→ TASK PROMPT: Say whether each statement agrees with the passage on museum collections below: (a) the passage says museum collections need a makeover; (b) it describes the language around museum collections as lively and engaging; (c) it reports that 78% of survey respondents strongly agreed with a statement about collections staff. For each, answer yes or no and quote the words from the passage that settle it.

→ EXCERPTED TEXT:
Museum collections are boring. There we said it. They desperately need a makeover. The words and language associated with museum collections have the amazing power of making even the soggiest of lemon drizzle cakes dry up and desiccate like a cracker left in the desert. Recently, one Welsh Museum director’s head famously dropped off through sheer boredom at a collections committee during a particularly dry discussion of making sure the museum legally acquires new obj… christ, it nearly happened to me just now. You know the story. In a recent Museums Organisation survey on perspectives on collections an astonishing 78% of respondents strongly agreed with the statement I wish our collections staff would die so I could get on with my work.

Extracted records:
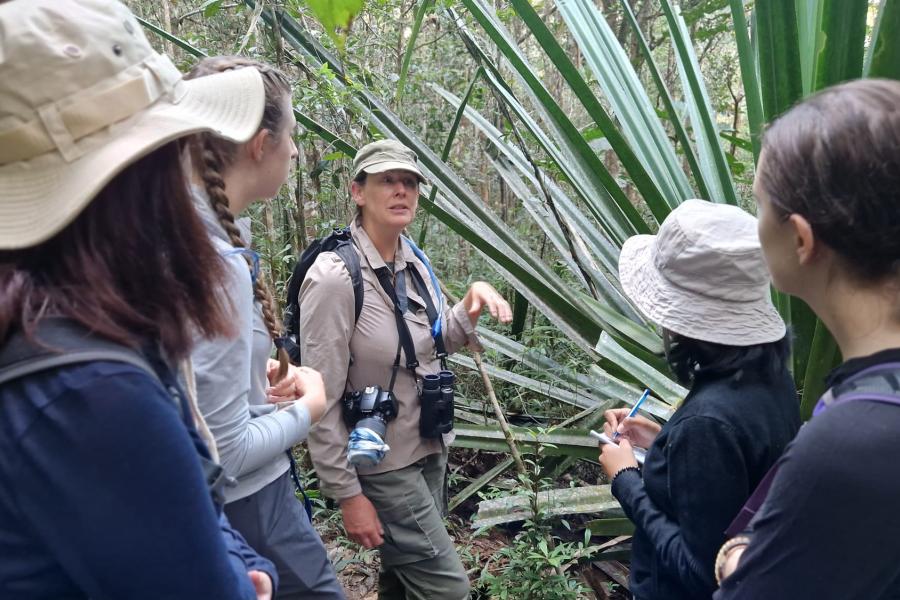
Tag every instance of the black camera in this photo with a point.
(367, 413)
(437, 404)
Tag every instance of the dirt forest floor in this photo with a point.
(357, 568)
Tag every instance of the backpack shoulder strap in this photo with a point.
(62, 343)
(347, 253)
(880, 383)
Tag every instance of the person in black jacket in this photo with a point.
(828, 196)
(704, 281)
(107, 489)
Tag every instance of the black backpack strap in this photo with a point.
(347, 253)
(28, 367)
(340, 242)
(880, 383)
(61, 343)
(409, 348)
(430, 309)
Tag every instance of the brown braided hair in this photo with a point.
(212, 155)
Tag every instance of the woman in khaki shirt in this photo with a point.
(397, 504)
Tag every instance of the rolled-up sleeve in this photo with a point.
(459, 330)
(327, 321)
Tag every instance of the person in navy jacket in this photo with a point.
(105, 481)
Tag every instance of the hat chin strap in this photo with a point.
(59, 125)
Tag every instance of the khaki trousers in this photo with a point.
(418, 559)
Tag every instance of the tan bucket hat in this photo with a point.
(703, 276)
(386, 155)
(82, 96)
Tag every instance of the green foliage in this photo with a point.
(336, 16)
(529, 569)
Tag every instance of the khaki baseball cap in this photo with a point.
(82, 96)
(386, 155)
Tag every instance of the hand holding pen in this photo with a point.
(624, 422)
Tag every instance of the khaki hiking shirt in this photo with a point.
(329, 339)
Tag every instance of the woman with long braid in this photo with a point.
(257, 408)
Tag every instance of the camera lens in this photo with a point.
(431, 382)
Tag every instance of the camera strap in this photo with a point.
(385, 279)
(433, 315)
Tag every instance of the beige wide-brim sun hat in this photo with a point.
(42, 190)
(703, 276)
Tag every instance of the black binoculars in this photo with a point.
(437, 404)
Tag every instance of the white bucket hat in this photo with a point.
(82, 96)
(703, 276)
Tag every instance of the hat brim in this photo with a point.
(394, 165)
(39, 197)
(688, 313)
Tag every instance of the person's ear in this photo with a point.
(805, 243)
(256, 146)
(356, 193)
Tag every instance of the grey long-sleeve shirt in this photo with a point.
(250, 434)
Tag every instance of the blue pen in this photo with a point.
(634, 409)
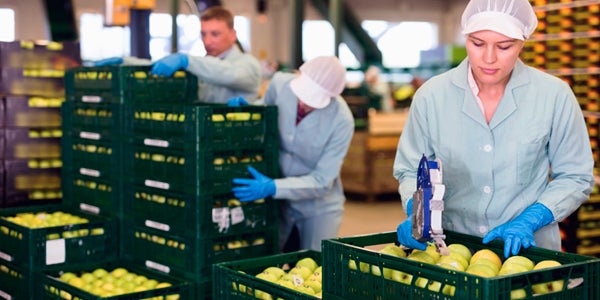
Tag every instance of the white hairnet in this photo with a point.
(512, 18)
(320, 79)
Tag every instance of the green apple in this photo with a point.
(518, 294)
(364, 267)
(270, 277)
(401, 277)
(315, 285)
(352, 265)
(308, 262)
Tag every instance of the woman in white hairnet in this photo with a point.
(512, 139)
(315, 130)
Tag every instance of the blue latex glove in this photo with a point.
(111, 61)
(237, 101)
(169, 64)
(252, 189)
(404, 231)
(519, 232)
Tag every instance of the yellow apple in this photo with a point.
(487, 254)
(481, 270)
(308, 262)
(455, 260)
(421, 256)
(460, 249)
(485, 261)
(512, 269)
(301, 271)
(521, 260)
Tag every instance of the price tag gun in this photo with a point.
(428, 204)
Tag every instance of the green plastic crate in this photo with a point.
(37, 248)
(95, 117)
(16, 282)
(193, 169)
(215, 215)
(126, 84)
(98, 196)
(346, 283)
(51, 287)
(93, 154)
(236, 280)
(192, 257)
(210, 126)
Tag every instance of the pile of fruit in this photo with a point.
(305, 277)
(103, 283)
(484, 262)
(47, 219)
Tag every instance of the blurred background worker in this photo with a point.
(379, 89)
(315, 130)
(516, 157)
(225, 72)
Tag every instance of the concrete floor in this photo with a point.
(362, 217)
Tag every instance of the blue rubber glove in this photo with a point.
(169, 64)
(404, 231)
(237, 101)
(252, 189)
(111, 61)
(519, 232)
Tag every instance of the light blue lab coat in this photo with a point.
(310, 159)
(235, 74)
(493, 172)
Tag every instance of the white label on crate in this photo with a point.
(5, 256)
(89, 172)
(156, 184)
(89, 208)
(157, 266)
(297, 280)
(156, 225)
(156, 143)
(5, 295)
(55, 251)
(237, 215)
(221, 217)
(89, 135)
(91, 99)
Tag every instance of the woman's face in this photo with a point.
(492, 56)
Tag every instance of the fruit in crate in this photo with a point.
(486, 254)
(103, 283)
(44, 219)
(544, 288)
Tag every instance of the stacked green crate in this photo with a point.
(32, 90)
(179, 211)
(37, 239)
(567, 45)
(353, 271)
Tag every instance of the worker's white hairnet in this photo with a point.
(512, 18)
(320, 79)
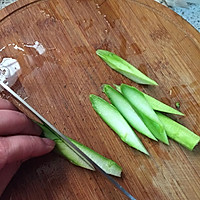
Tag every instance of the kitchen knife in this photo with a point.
(81, 154)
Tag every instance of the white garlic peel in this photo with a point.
(9, 71)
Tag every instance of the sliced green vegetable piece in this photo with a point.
(144, 110)
(127, 111)
(156, 104)
(116, 122)
(159, 106)
(125, 68)
(178, 132)
(109, 166)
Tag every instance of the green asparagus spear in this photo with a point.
(109, 166)
(127, 111)
(178, 132)
(125, 68)
(144, 110)
(156, 104)
(116, 122)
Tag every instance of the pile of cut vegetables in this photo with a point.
(129, 109)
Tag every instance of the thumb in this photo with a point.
(21, 148)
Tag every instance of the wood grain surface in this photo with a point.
(58, 82)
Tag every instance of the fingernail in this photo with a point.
(49, 142)
(38, 129)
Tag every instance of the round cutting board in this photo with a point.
(55, 42)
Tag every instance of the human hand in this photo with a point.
(19, 141)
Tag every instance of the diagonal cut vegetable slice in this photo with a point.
(125, 68)
(159, 106)
(109, 166)
(144, 110)
(178, 132)
(127, 111)
(156, 104)
(116, 122)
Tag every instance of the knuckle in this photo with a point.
(4, 147)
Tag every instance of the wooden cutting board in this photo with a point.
(58, 82)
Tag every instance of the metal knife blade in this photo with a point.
(81, 154)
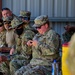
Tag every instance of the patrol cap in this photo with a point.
(40, 20)
(16, 23)
(25, 13)
(1, 22)
(6, 20)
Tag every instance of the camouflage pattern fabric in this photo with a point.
(10, 40)
(25, 52)
(33, 70)
(70, 60)
(43, 55)
(67, 36)
(3, 38)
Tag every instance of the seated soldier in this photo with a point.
(25, 17)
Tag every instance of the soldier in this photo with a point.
(2, 34)
(6, 12)
(70, 60)
(9, 32)
(2, 37)
(10, 41)
(68, 33)
(45, 49)
(24, 52)
(25, 17)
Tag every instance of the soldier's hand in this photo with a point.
(3, 58)
(29, 43)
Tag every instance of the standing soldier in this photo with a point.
(70, 60)
(10, 41)
(45, 49)
(24, 52)
(2, 34)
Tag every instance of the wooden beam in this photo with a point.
(0, 8)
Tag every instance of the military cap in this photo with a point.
(1, 22)
(6, 20)
(25, 13)
(16, 23)
(40, 20)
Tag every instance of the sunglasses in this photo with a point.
(25, 18)
(7, 22)
(38, 27)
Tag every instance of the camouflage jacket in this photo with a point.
(47, 48)
(3, 38)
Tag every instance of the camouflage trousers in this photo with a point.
(17, 63)
(5, 67)
(34, 70)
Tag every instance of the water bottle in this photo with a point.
(55, 70)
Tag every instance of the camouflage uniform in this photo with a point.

→ RESULT FOR THIS EXERCISE:
(a) Yes: "They desperately need a makeover."
(b) No: "The words and language associated with museum collections have the amazing power of making even the soggiest of lemon drizzle cakes dry up and desiccate like a cracker left in the desert."
(c) Yes: "an astonishing 78% of respondents strongly agreed with the statement I wish our collections staff would die so I could get on with my work."